-- begin Data provided --

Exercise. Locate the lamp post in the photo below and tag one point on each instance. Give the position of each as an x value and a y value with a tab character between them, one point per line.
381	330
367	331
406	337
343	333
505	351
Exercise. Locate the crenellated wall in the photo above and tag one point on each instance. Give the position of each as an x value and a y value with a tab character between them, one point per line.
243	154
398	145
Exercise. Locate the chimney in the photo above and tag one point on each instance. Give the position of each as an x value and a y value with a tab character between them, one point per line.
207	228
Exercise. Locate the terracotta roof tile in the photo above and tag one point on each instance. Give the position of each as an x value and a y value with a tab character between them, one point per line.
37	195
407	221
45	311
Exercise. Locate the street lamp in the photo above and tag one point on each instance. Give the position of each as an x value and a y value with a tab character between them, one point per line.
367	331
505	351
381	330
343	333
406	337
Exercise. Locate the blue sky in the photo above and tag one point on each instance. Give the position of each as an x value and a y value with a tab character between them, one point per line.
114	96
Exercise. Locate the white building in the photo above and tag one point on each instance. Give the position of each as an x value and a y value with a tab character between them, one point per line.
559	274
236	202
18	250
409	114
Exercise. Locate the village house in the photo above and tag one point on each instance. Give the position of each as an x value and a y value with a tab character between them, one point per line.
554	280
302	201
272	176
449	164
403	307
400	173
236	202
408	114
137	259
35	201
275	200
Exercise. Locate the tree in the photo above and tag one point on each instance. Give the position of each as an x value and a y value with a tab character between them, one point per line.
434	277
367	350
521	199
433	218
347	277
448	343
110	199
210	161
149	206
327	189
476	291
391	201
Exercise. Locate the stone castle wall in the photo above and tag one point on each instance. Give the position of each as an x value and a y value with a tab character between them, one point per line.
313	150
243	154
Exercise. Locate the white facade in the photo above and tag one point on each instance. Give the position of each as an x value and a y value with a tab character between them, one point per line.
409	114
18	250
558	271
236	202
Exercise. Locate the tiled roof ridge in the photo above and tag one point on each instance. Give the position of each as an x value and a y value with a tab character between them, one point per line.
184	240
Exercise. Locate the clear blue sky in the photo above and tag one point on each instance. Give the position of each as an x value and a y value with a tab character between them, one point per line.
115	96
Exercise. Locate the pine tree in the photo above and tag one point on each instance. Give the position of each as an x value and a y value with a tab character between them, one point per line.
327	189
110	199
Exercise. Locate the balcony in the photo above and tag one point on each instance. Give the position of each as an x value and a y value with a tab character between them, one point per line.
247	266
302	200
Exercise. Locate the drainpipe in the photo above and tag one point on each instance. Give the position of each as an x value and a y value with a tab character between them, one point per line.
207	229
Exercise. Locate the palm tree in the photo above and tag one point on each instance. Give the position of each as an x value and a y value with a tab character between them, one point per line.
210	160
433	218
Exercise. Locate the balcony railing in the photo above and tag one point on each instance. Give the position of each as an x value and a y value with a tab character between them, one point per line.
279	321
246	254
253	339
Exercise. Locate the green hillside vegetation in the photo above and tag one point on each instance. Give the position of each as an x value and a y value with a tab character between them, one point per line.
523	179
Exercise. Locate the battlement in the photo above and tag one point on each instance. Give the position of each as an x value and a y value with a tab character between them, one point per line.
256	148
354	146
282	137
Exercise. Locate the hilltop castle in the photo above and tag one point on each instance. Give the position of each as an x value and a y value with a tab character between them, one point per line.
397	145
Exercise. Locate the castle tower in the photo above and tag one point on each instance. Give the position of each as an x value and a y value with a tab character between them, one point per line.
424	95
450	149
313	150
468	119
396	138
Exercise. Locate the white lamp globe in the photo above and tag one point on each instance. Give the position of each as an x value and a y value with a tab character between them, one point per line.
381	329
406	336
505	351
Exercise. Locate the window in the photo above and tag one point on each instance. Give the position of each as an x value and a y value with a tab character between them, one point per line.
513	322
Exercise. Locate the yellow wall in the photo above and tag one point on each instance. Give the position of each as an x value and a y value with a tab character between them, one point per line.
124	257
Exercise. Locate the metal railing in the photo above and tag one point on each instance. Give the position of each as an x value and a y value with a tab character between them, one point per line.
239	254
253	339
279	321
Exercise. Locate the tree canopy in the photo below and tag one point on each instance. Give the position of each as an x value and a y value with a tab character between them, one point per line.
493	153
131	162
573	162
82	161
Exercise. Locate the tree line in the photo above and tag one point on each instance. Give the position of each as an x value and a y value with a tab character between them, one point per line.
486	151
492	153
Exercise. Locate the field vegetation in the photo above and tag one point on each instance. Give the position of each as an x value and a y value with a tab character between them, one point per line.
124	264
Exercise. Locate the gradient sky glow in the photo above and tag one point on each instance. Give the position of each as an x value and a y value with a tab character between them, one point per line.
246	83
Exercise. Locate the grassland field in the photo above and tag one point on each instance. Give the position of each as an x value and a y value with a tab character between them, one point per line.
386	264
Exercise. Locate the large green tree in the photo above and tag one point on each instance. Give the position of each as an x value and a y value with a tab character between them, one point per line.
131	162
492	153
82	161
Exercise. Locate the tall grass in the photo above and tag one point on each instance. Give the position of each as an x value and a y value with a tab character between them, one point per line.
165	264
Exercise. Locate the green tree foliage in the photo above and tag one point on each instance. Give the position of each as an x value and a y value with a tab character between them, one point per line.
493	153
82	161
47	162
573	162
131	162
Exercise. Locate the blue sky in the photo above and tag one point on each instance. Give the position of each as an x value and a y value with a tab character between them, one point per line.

-- end Data provided --

- **Goal**:
Rewrite all the records above as a single numbered list, one line per entry, leaving out any blank lines.

- **Reply**:
1. Exercise. Locate the lamp post in the photo below and tag one point on each instance. Give the position of each as an x value and a y value with a tab character between them, one point per line.
2. 381	330
3. 367	331
4. 406	337
5. 343	333
6. 505	351
7. Exercise. Locate the crenellated wall in the photo above and tag one point on each instance. Give the position of each as an x value and a y value with a tab character between them, one point per line.
8. 243	154
9. 398	145
10. Exercise. Locate the chimney in the photo above and tag one point on each instance. Give the position of each as an x value and a y value with a tab character between them, one point per line.
11. 207	228
12. Exercise. Locate the terracotta roof tile in the photo above and tag one point on each instance. Give the position of each as an x value and a y value with a tab character between them, one point per line.
13. 37	195
14. 407	221
15. 45	311
16. Exercise. Locate the street lamp in the photo above and tag one point on each instance. Give the position of each as an x value and a y value with a tab character between them, one point per line.
17. 367	331
18. 505	351
19. 381	330
20. 343	333
21. 406	337
22. Exercise. Locate the blue sky in the photo above and tag one point on each instance. Give the position of each as an x value and a y value with a tab character between them, one point per line.
23. 114	96
24. Exercise. Locate the white building in the photo above and tag one point on each instance. Give the position of each as an x value and a y value with a tab character between them, one point per line.
25. 559	274
26. 236	202
27. 18	250
28. 409	114
29. Exercise. Locate the village house in the photo above and tag one point on each instance. Give the position of each as an x value and a y value with a tab character between them, one point per line.
30. 554	280
31. 302	201
32. 272	176
33. 449	164
34. 403	307
35. 400	173
36. 236	202
37. 408	114
38. 137	259
39. 35	201
40. 275	200
41. Exercise. Locate the tree in the photo above and tag one point on each instance. Give the position of each as an x value and a y value with a tab character between them, one point per line.
42. 434	277
43. 367	350
44. 521	199
45. 433	218
46. 347	277
47. 448	343
48. 110	199
49. 210	161
50. 149	206
51. 327	189
52. 476	291
53. 391	201
54. Exercise. Locate the stone castle wall in the photo above and tag one point on each instance. Give the position of each as an x value and a y value with a tab character between them, one point per line.
55. 313	150
56. 243	154
57. Exercise. Locate the white facade in the photo above and tag one point on each instance. Give the position of each as an x value and a y value with a tab character between them, one point per line.
58. 409	114
59. 18	250
60. 558	271
61. 236	202
62. Exercise. Locate the tiled roof ridge in the photo above and tag one point on each instance. Give the position of each as an x value and a y value with a tab character between them, one point per line.
63. 184	240
64. Exercise. Locate the clear blue sky in the photo above and tag one point on each instance. Give the position of each as an x value and a y value with a tab character between them, one point per line.
65. 115	96
66. Exercise. Locate the pine tree in the photo above and tag one point on each instance. Give the position of each as an x value and a y value with a tab character between them, one point per line.
67. 327	189
68. 110	199
69. Exercise. Locate the balcony in the photo above and tag one point on each instance. Give the position of each as an x value and a y value with a tab character between them, one point per line.
70. 247	266
71. 302	200
72. Exercise. Locate the drainpipe in the photo above and tag one point on each instance. Give the position of each as an x value and a y value with a tab character between them, one point per line.
73. 207	229
74. Exercise. Locate the palm tree in the photo above and tag one point on each instance. Give the position of each as an x value and a y value with a tab character between them, one point per line.
75. 210	160
76. 433	218
77. Exercise. Locate the balcony railing in the photo above and tag one point on each instance. Give the position of each as an x value and a y value with a tab character between them, one point per line.
78. 279	321
79. 246	254
80. 253	339
81. Exercise. Locate the green hillside vegetation in the photo above and tag one point on each instance. Give the position of each as an x value and a y value with a tab character between them, one point per line.
82. 523	179
83. Exercise. Locate the battlement in the photo above and tag one point on each instance. Give the position of each as an x value and a y value with a tab character between them, one point per line.
84. 256	148
85. 354	146
86. 282	137
87. Exercise. Locate the hilltop castle in the photo above and tag one point on each instance. Give the position of each as an x value and a y value with a tab character between them, one point per line.
88. 397	145
89. Exercise. Locate the castle tower in the photo above and tag one point on each instance. Give the position of each as an x value and a y value with a tab character between them, one point per line.
90. 424	95
91. 450	149
92. 313	150
93. 468	119
94. 396	138
95. Exercise. Locate the white lamp globe in the photo above and tag one point on each instance. Give the position of each as an x value and a y value with a tab character between them, one point per line.
96. 381	329
97. 406	336
98. 505	351
99. Exercise. Locate the window in the photo above and tag one point on each instance. Give the position of each as an x value and a y value with a tab character between them, one point per line.
100. 513	322
101. Exercise. Locate the yellow wall in the photo above and tag one point on each instance. Give the position of each as an x value and a y value with a tab character between them, one point per line.
102. 124	257
103. Exercise. Locate the metal railing in the photo above and tag one point on each instance. Give the position of each as an x value and a y value with a tab character between them, one point per line.
104. 239	254
105. 253	339
106. 279	321
107. Exercise. Locate the tree canopy in the photo below and tag one point on each instance. Give the position of each as an x value and a y value with a tab character between them, one point per line.
108. 493	153
109. 131	162
110. 573	162
111. 82	161
112. Exercise. Locate the tree line in the photo above and tag one point on each instance. Give the position of each as an x value and a y value with a tab character between them, one point per line.
113. 486	151
114. 492	153
115. Exercise. Locate the field vegetation in the photo above and tag one point on each instance. Give the position of each as an x value and a y value with a tab character between them, one point per line.
116. 124	264
117. Exercise. Locate the gradient sky glow in the photo above and tag one point on each instance. Give the position of each as an x value and a y value with a tab character between them, one point per line.
118. 246	83
119. Exercise. Locate the grassland field in the photo above and tag one point on each instance. Give the position of each as an x value and a y value with a tab character between them, one point per line.
120. 386	264
121. Exercise. Locate the large green tree in the photo above and tag one point on each instance. Give the position of each as an x value and a y value with a tab character between them, one point per line.
122. 131	162
123. 492	153
124. 82	161
125. Exercise. Locate the tall grass in the photo above and tag one point on each instance. Give the position of each as an x value and a y value with a tab character between them, one point per line.
126. 165	264
127. Exercise. Locate the green tree foliage in the photo above and tag one point on each instance. Give the position of each as an x value and a y value with a tab character between them, one point per line.
128. 493	153
129. 82	161
130. 47	162
131. 573	162
132. 131	162
133. Exercise. Locate the blue sky in the photo above and tag one point on each instance. Give the position of each as an x value and a y value with a tab character between them, one point per line.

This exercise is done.